Activity
Repeat exactly the line that contains "Put a single dot on each instance of the tower" and every line after it, down to the last line of the entries below. Do not include pictures.

Items from a dataset:

————————

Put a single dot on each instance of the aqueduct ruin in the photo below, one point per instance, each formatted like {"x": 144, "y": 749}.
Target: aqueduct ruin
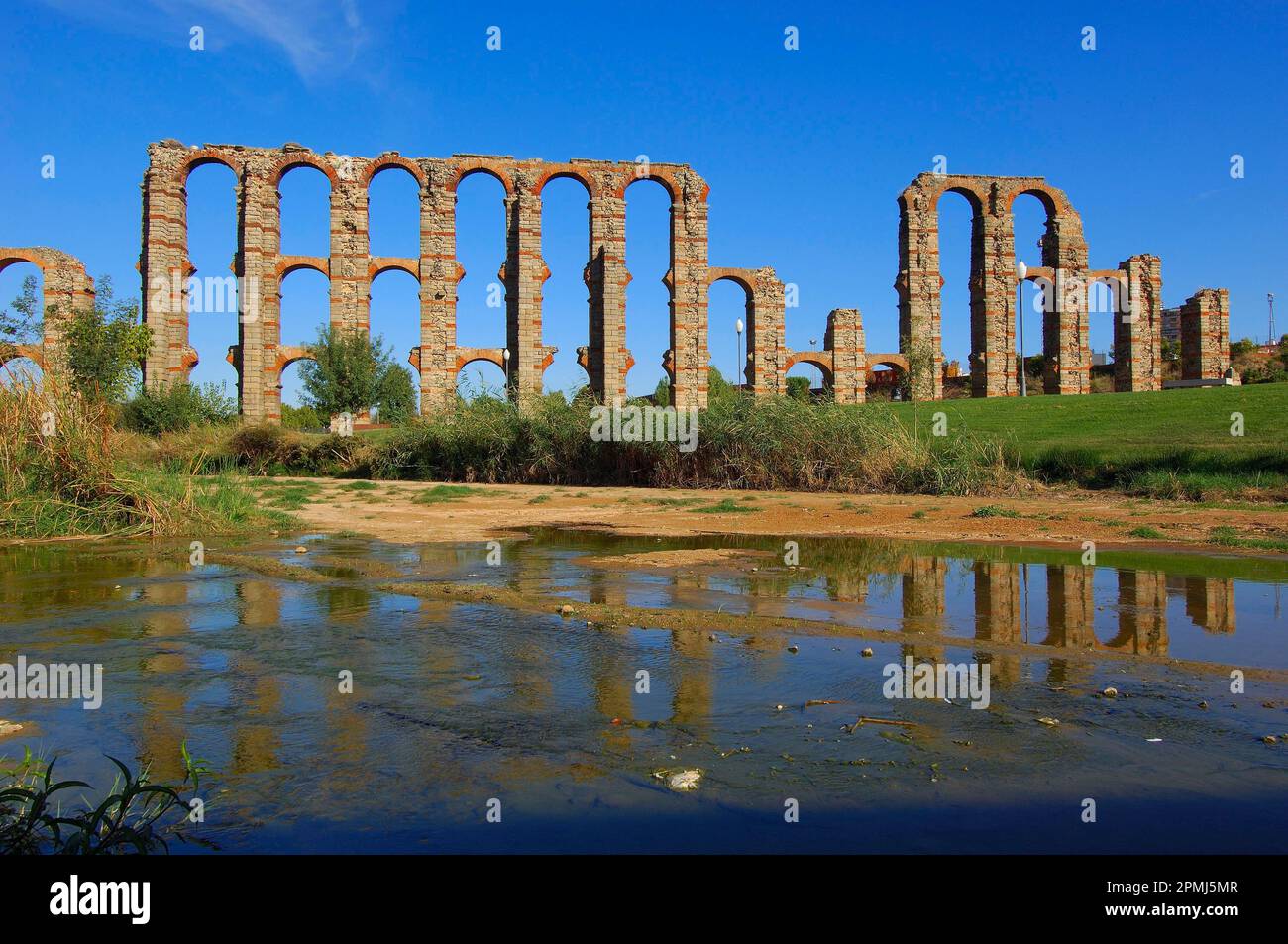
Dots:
{"x": 259, "y": 357}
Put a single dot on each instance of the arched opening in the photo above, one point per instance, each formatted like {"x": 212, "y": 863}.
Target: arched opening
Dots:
{"x": 1102, "y": 310}
{"x": 18, "y": 371}
{"x": 726, "y": 305}
{"x": 305, "y": 211}
{"x": 292, "y": 389}
{"x": 956, "y": 222}
{"x": 1030, "y": 223}
{"x": 213, "y": 290}
{"x": 393, "y": 213}
{"x": 887, "y": 381}
{"x": 305, "y": 309}
{"x": 565, "y": 245}
{"x": 395, "y": 314}
{"x": 22, "y": 303}
{"x": 481, "y": 377}
{"x": 481, "y": 252}
{"x": 819, "y": 381}
{"x": 648, "y": 300}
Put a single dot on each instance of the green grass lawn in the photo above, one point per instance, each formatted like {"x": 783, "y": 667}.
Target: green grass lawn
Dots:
{"x": 1173, "y": 443}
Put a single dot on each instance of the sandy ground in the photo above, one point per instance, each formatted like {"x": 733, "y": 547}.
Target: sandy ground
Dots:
{"x": 390, "y": 513}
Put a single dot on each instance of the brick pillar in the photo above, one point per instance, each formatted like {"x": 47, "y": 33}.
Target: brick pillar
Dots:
{"x": 65, "y": 288}
{"x": 163, "y": 264}
{"x": 1210, "y": 603}
{"x": 1070, "y": 607}
{"x": 1141, "y": 612}
{"x": 351, "y": 282}
{"x": 767, "y": 335}
{"x": 844, "y": 338}
{"x": 1138, "y": 326}
{"x": 261, "y": 318}
{"x": 992, "y": 301}
{"x": 439, "y": 274}
{"x": 1067, "y": 335}
{"x": 688, "y": 357}
{"x": 523, "y": 274}
{"x": 1065, "y": 320}
{"x": 918, "y": 283}
{"x": 923, "y": 590}
{"x": 1206, "y": 335}
{"x": 606, "y": 359}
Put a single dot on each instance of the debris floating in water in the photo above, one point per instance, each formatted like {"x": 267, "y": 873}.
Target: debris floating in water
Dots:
{"x": 683, "y": 781}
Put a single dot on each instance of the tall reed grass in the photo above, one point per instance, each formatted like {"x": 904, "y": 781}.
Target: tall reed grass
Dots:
{"x": 62, "y": 474}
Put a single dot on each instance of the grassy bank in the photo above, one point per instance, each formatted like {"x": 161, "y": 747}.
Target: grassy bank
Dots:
{"x": 62, "y": 474}
{"x": 741, "y": 443}
{"x": 1168, "y": 445}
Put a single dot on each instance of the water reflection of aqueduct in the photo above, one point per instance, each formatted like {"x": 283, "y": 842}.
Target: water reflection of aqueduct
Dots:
{"x": 259, "y": 357}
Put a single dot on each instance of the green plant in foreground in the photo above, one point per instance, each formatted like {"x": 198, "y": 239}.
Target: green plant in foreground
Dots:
{"x": 439, "y": 493}
{"x": 993, "y": 511}
{"x": 1146, "y": 532}
{"x": 724, "y": 507}
{"x": 136, "y": 816}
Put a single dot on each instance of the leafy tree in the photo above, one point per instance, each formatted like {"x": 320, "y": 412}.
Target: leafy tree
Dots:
{"x": 176, "y": 407}
{"x": 395, "y": 394}
{"x": 346, "y": 372}
{"x": 22, "y": 325}
{"x": 300, "y": 417}
{"x": 1244, "y": 346}
{"x": 106, "y": 344}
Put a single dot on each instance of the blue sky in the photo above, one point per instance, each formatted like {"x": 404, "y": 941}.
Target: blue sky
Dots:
{"x": 805, "y": 150}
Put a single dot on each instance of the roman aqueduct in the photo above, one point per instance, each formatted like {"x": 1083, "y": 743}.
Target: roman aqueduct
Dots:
{"x": 259, "y": 357}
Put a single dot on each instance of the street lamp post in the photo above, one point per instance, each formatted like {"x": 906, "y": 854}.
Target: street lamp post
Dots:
{"x": 737, "y": 367}
{"x": 1021, "y": 271}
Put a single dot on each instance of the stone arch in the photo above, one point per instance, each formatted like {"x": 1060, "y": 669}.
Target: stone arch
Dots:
{"x": 640, "y": 295}
{"x": 562, "y": 172}
{"x": 819, "y": 359}
{"x": 469, "y": 166}
{"x": 391, "y": 159}
{"x": 294, "y": 159}
{"x": 22, "y": 352}
{"x": 993, "y": 281}
{"x": 64, "y": 286}
{"x": 567, "y": 269}
{"x": 325, "y": 307}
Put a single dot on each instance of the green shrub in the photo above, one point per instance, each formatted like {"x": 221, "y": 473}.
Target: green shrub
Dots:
{"x": 301, "y": 417}
{"x": 178, "y": 407}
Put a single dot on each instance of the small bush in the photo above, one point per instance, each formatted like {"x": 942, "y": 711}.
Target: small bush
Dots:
{"x": 178, "y": 407}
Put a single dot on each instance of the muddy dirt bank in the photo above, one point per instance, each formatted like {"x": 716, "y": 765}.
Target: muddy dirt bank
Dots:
{"x": 398, "y": 511}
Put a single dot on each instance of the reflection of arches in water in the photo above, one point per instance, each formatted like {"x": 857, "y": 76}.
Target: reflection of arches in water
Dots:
{"x": 648, "y": 300}
{"x": 1141, "y": 613}
{"x": 1210, "y": 603}
{"x": 923, "y": 592}
{"x": 694, "y": 695}
{"x": 997, "y": 614}
{"x": 1070, "y": 605}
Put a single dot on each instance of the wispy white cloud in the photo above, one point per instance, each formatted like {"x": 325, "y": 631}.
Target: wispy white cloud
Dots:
{"x": 318, "y": 38}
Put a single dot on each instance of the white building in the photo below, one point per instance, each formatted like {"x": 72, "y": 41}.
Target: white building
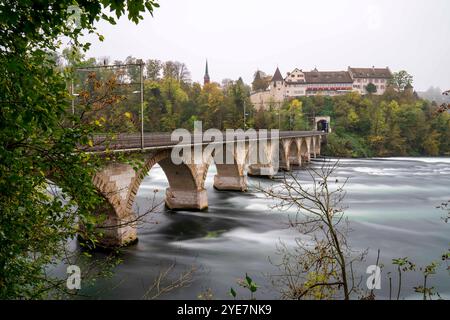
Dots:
{"x": 330, "y": 83}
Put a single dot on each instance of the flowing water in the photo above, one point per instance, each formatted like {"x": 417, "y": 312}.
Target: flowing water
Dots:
{"x": 391, "y": 205}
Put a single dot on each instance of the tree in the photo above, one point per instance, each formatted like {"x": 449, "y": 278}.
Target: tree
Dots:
{"x": 400, "y": 80}
{"x": 321, "y": 267}
{"x": 153, "y": 69}
{"x": 371, "y": 88}
{"x": 37, "y": 144}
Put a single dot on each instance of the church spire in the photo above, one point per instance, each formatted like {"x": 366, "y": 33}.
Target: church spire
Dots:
{"x": 206, "y": 77}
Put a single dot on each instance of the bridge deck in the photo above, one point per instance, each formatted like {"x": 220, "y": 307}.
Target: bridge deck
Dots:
{"x": 133, "y": 142}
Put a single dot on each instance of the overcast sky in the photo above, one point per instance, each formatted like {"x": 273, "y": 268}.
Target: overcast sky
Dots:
{"x": 238, "y": 37}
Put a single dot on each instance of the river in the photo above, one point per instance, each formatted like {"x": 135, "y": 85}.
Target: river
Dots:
{"x": 391, "y": 206}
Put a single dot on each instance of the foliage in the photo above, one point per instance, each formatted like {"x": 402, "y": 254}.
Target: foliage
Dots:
{"x": 371, "y": 88}
{"x": 321, "y": 264}
{"x": 246, "y": 283}
{"x": 401, "y": 80}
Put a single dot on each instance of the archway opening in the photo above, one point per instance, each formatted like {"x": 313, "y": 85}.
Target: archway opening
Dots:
{"x": 323, "y": 125}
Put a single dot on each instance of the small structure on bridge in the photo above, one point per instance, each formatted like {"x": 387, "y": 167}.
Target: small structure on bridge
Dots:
{"x": 118, "y": 181}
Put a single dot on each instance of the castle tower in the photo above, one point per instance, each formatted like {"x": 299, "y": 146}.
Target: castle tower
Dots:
{"x": 206, "y": 79}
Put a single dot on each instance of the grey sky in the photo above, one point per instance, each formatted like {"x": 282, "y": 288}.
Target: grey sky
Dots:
{"x": 239, "y": 37}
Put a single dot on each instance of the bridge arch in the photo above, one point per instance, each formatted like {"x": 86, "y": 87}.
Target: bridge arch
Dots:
{"x": 119, "y": 183}
{"x": 230, "y": 176}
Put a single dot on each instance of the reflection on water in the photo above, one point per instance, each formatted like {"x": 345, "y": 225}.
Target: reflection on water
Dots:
{"x": 391, "y": 206}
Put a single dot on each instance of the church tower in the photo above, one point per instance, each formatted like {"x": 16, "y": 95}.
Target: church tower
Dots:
{"x": 206, "y": 79}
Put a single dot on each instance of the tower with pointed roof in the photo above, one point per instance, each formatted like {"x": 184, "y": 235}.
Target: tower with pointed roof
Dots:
{"x": 206, "y": 79}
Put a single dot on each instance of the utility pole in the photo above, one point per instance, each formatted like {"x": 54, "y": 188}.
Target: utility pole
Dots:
{"x": 73, "y": 97}
{"x": 141, "y": 65}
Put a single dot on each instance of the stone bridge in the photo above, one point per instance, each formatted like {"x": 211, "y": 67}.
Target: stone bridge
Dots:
{"x": 119, "y": 181}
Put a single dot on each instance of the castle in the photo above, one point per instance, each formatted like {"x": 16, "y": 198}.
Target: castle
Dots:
{"x": 330, "y": 83}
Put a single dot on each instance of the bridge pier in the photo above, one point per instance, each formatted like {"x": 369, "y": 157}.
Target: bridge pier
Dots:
{"x": 118, "y": 182}
{"x": 261, "y": 170}
{"x": 117, "y": 220}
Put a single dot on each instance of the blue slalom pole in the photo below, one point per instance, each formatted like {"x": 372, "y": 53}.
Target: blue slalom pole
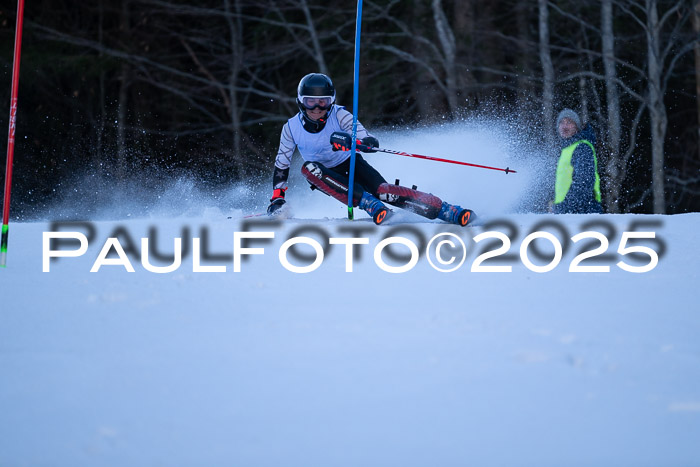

————————

Task answer
Put a single dot on each instance of the tower with pointed roof in the photo above, one point per instance, each formatted like {"x": 184, "y": 235}.
Target: tower with pointed roof
Dots:
{"x": 206, "y": 79}
Put a single dot on each instance of the utility pole in the photo above, one point per instance, each formatted like {"x": 54, "y": 188}.
Target: utility pole
Dots:
{"x": 73, "y": 97}
{"x": 141, "y": 65}
Put a single dot on each instance of the stone bridge in the photo above, one point per instance, each formatted like {"x": 211, "y": 67}.
Target: stone bridge
Dots:
{"x": 119, "y": 181}
Put a single dot on each instance of the castle in the photo above, one point per instance, each formatted like {"x": 16, "y": 198}.
Target: castle
Dots:
{"x": 330, "y": 83}
Put a single dot on each instance of the bridge pier in the photo above, one point per instance, each formatted like {"x": 369, "y": 157}.
Target: bridge pier
Dots:
{"x": 118, "y": 182}
{"x": 261, "y": 170}
{"x": 117, "y": 220}
Put a single dot on each instance of the blue slalom pole in the photo below, one point per instance, each formatted like {"x": 372, "y": 53}.
Target: blue slalom pole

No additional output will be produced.